-- EXERCISE TEXT --
--- START ---

A special delegation from the Mongolian NOC, including representatives from the Mongolian Border Defence Authority, the Embassy of Japan and the Athens Olympic Council, and headed by NOC EB member Tsendsuren Sandui, has now reached Orvog Gashuun Ovoo, the southernmost point on the Mongolian border, situated in the South Gobi Desert province. The torch dedicated to the Olympic Games Tokyo 2020 was carried by female runner D. Urandelger, and the national flag was raised at the top of the sacred border hill, symbolising good luck for Team Mongolia. The relay's next destination is Mongol Shariin Davaa, the northernmost point of the 8,252 km-long Mongolian border, located in Huvsgul province.

On 4 December, the Moroccan NOC held a videoconference with the national technical directors of federations and the Olympic scholarship-holders for the Olympic Games Tokyo 2020. The aim of this videoconference was to present the access conditions and allocation procedures of the various Olympic scholarships granted by the NOC, thanks to the support of Olympic Solidarity, the Association of National Olympic Committees (ANOC) and the Association of National Olympic Committees of Africa (ANOCA). More info here.

Venezuelan NOC

Venezuelan NOC President Eduardo Álvarez (see photo) was named “Sports Leader of the Year 2020” during the virtual awards ceremony of the Círculo de Periodistas Deportivos de Venezuela. He shares this award with Katiuska Santaella, the President of the Venezuelan Judo Federation. The NOC was recognised in the “Institution of the Year” category alongside the Ministry of Youth and Sport. Having already won the World Athletics equivalent award at world level, Yulimar Rojas also won the title of “Athlete of the Year 2020” in Venezuela. The NOC and its President were rewarded for having managed to continue their activities during the global pandemic. More details, including the other winners, here.

--- END ---

-- ENTRIES SUPPLIED --

--- START ---

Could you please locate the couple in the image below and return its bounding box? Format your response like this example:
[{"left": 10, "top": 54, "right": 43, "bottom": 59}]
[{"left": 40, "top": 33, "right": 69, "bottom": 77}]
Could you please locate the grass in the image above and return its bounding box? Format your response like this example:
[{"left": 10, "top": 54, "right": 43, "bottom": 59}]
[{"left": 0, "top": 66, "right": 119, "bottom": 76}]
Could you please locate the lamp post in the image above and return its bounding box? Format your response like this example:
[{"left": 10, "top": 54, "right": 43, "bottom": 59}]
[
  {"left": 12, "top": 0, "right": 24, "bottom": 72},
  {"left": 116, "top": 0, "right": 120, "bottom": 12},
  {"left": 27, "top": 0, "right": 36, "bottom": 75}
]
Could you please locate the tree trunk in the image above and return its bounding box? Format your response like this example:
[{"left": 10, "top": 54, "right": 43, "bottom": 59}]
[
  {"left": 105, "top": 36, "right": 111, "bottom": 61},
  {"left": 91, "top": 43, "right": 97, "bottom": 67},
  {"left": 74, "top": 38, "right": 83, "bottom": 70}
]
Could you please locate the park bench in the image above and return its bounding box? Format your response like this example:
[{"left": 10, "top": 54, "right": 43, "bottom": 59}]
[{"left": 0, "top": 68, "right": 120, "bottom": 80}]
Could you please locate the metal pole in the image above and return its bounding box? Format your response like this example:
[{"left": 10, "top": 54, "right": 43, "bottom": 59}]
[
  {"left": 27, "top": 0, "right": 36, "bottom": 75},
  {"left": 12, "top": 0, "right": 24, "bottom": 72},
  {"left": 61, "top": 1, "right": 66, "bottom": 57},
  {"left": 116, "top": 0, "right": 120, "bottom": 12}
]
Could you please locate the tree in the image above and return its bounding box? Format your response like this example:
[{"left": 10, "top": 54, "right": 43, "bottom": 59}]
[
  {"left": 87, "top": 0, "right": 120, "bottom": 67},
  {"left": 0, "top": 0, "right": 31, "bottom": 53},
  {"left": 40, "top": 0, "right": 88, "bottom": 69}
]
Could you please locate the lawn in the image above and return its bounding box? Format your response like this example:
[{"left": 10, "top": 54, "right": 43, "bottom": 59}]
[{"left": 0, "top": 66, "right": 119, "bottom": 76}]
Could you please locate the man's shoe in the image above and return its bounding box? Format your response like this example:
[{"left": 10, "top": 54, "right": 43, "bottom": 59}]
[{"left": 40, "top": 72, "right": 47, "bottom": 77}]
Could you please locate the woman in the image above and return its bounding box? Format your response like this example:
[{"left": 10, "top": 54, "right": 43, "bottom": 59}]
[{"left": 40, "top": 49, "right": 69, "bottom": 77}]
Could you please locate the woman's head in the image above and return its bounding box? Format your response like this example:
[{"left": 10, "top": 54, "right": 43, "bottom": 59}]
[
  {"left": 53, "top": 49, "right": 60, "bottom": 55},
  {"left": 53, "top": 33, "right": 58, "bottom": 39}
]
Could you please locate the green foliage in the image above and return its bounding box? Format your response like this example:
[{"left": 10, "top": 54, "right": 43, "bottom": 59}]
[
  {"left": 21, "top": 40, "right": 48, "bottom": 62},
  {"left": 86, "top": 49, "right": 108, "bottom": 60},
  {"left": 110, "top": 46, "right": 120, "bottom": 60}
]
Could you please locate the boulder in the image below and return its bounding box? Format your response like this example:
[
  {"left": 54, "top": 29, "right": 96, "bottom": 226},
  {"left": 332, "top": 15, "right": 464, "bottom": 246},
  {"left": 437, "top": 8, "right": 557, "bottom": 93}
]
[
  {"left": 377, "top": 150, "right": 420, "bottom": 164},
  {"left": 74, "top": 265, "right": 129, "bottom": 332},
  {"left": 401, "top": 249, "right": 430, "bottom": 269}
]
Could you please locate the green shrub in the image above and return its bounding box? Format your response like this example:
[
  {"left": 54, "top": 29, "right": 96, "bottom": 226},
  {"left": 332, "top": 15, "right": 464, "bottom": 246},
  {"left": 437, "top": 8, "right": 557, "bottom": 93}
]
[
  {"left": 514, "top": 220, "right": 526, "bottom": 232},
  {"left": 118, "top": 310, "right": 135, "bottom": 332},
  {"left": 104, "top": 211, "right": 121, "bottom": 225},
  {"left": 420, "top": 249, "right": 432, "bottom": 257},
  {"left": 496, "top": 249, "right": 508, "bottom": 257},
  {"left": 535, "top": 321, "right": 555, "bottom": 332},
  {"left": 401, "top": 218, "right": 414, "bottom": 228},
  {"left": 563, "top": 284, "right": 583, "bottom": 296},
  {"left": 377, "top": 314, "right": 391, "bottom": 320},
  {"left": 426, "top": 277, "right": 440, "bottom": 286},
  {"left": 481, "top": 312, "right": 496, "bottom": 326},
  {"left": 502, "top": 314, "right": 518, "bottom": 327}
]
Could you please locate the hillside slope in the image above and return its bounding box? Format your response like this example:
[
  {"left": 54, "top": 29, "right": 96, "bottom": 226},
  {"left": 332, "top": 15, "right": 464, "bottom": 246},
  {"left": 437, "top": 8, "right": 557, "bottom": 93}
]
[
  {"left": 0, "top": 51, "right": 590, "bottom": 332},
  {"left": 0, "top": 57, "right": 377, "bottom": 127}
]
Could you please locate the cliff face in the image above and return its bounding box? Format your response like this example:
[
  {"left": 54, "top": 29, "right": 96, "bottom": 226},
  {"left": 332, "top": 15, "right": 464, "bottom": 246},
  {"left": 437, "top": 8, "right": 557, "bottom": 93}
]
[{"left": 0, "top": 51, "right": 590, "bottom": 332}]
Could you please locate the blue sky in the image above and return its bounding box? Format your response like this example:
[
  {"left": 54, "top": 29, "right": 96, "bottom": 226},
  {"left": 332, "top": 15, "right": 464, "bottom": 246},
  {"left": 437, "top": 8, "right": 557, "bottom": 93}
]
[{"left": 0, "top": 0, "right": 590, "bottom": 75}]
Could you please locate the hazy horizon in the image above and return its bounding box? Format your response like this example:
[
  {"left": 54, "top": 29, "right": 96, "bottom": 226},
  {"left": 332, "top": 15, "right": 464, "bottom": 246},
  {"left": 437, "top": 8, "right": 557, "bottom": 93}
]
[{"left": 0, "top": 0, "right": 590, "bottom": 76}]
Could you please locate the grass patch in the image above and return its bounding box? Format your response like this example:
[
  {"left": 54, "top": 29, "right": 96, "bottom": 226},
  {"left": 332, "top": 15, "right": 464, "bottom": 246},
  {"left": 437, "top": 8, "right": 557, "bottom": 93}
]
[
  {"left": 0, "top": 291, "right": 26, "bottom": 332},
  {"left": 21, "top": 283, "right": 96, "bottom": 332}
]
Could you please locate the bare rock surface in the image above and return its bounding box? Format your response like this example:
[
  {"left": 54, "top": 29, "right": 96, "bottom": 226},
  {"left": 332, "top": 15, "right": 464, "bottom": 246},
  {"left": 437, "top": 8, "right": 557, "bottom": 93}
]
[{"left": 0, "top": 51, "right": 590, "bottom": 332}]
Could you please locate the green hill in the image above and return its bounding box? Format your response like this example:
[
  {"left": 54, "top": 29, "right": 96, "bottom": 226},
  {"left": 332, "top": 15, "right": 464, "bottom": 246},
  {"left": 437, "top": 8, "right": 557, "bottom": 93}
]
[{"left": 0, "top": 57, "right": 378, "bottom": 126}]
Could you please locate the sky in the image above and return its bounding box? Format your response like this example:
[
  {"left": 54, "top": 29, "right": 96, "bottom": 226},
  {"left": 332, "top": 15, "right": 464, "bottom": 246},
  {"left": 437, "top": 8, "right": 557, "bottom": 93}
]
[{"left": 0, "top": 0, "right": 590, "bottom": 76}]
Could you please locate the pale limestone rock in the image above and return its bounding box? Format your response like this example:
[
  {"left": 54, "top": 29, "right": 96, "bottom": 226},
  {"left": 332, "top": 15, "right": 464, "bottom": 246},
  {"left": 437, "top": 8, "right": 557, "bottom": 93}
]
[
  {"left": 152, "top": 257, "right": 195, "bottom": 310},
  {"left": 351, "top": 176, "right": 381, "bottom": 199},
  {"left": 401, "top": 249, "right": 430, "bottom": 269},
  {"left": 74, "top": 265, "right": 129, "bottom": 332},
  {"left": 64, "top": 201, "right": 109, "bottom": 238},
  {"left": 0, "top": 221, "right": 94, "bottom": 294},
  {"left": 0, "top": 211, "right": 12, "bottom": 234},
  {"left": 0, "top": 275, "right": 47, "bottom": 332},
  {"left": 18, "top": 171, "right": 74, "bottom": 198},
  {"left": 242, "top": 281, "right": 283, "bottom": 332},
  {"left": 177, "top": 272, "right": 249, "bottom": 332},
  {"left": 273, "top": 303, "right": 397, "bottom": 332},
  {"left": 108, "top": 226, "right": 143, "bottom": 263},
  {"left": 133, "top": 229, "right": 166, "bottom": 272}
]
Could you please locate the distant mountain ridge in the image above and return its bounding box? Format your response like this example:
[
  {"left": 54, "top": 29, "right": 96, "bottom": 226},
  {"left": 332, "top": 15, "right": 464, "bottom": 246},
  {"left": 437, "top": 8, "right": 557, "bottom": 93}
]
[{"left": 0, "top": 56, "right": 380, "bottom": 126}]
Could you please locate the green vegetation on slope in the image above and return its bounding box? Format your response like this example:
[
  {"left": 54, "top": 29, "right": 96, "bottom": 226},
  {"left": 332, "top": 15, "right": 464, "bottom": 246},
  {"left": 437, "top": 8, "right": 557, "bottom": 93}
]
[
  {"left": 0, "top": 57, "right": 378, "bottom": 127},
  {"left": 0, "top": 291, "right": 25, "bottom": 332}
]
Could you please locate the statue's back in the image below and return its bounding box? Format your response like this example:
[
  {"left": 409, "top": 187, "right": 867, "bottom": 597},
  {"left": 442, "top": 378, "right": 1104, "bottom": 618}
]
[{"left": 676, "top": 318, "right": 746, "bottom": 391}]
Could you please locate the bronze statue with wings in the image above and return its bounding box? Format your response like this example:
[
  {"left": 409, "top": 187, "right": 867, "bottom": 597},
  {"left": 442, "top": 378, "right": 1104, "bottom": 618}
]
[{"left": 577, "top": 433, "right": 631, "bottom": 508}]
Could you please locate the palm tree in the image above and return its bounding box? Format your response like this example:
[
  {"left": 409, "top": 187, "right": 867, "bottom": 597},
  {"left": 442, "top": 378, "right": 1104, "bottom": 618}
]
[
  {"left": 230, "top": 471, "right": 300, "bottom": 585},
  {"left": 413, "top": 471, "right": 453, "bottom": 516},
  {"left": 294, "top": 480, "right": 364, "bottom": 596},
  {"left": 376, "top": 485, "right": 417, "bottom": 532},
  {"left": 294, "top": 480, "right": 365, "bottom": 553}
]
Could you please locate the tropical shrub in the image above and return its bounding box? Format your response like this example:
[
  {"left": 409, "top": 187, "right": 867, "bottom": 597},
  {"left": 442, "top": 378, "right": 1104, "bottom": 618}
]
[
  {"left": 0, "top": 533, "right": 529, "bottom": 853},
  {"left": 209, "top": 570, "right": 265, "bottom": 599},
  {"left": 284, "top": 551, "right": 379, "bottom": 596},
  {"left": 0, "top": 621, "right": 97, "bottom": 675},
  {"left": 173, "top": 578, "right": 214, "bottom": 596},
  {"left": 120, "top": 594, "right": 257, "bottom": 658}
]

--- END ---

-- USING THE INFORMATION --
(A) Retype the part of the Olympic committee news text starting at "On 4 December, the" and ending at "More info here.".
(B) In one to three sentences, explain why the Olympic committee news text says the Venezuelan NOC and its President were rewarded.

-- EXERCISE ANSWERS --
(A)
On 4 December, the Moroccan NOC held a videoconference with the national technical directors of federations and the Olympic scholarship-holders for the Olympic Games Tokyo 2020. The aim of this videoconference was to present the access conditions and allocation procedures of the various Olympic scholarships granted by the NOC, thanks to the support of Olympic Solidarity, the Association of National Olympic Committees (ANOC) and the Association of National Olympic Committees of Africa (ANOCA). More info here.

(B) They were rewarded because they managed to continue their activities during the global pandemic.